TEXTE CITÉ:
En résumé, ce seront le plus souvent les titulaires de droits d'auteur
(SACEM...) qui seront en mesure de connaître la loi et les modalités de
validité d'une notification.

- Enfin, si les modalités de la notification sont respectées et que la
notification a été envoyée par LRAR, alors l'hébergeur devra juger (oui, il
faut dire le mot) la licéité et l'illicéité du contenu estimé illicite par
le plaignant. Concrétement, l'hébergeur veillera à retirer les contenus
manifestement illicites (pédophilie, provocation à la haine raciale,
révisionnisme, négationnisme, atteintes au droit d'auteur) mais pourra
quasiment sans crainte maintenir des contenus présumés diffamatoires.



Cette privatisation de la justice est définitive. Les députés et les
sénateurs étant d'accord sur ce point, elle ne sera pas remise en cause par
la Commission mixte paritaire. La lutte semble vaine.

DONNÉES SOURCES:
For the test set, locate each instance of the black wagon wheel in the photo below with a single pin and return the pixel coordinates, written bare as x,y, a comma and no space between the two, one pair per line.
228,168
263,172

TÂCHE DEMANDÉE: Condensez sous forme de liste le paragraphe du texte cité qui commence par « Enfin, si les modalités de la notification » en conservant ses faits principaux.

RÉSULTAT OBTENU:
- Conditions : modalités de la notification respectées et envoi par LRAR.
- L'hébergeur doit alors juger de la licéité ou de l'illicéité du contenu que le plaignant estime illicite.
- Il retirera les contenus manifestement illicites : pédophilie, provocation à la haine raciale, révisionnisme, négationnisme, atteintes au droit d'auteur.
- Il pourra maintenir presque sans crainte les contenus présumés diffamatoires.